Available records —
Begin
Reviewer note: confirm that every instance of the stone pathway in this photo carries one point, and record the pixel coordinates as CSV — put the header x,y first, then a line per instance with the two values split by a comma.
End
Begin
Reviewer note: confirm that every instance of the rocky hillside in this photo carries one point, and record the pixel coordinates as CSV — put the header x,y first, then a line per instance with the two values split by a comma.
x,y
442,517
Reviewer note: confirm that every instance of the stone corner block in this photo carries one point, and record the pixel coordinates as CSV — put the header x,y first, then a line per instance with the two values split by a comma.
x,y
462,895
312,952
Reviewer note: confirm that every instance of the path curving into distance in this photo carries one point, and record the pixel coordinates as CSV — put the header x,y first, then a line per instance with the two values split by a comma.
End
Prompt — Can you put the lines from the one containing "Reviewer note: confirm that every instance of the stone corner" through the one containing "Reviewer note: confirm that every instance of the path", both included, into a numbered list with blank lines left out and nothing else added?

Answer for this exercise —
1. Reviewer note: confirm that every instance of the stone corner block in this photo carries one point, and record the pixel coordinates as CSV — put the header x,y first, then a line per instance with the two values split by a comma.
2. x,y
3. 462,895
4. 312,952
5. Reviewer note: confirm that every instance of the path curving into distance in this photo carries one point, and record the pixel coordinates as CSV — put the header x,y first, then a line per instance with the two values split by a comma.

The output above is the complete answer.